__Directive__
Copy every line, leaving nothing out and adding nothing.
══════
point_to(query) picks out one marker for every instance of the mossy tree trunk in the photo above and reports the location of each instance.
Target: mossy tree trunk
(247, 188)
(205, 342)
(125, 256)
══════
__Exercise output__
point_to(query) picks out one marker for every instance of the mossy tree trunk in the photo above and reports the location of each instance.
Target: mossy tree trunk
(247, 188)
(205, 342)
(125, 256)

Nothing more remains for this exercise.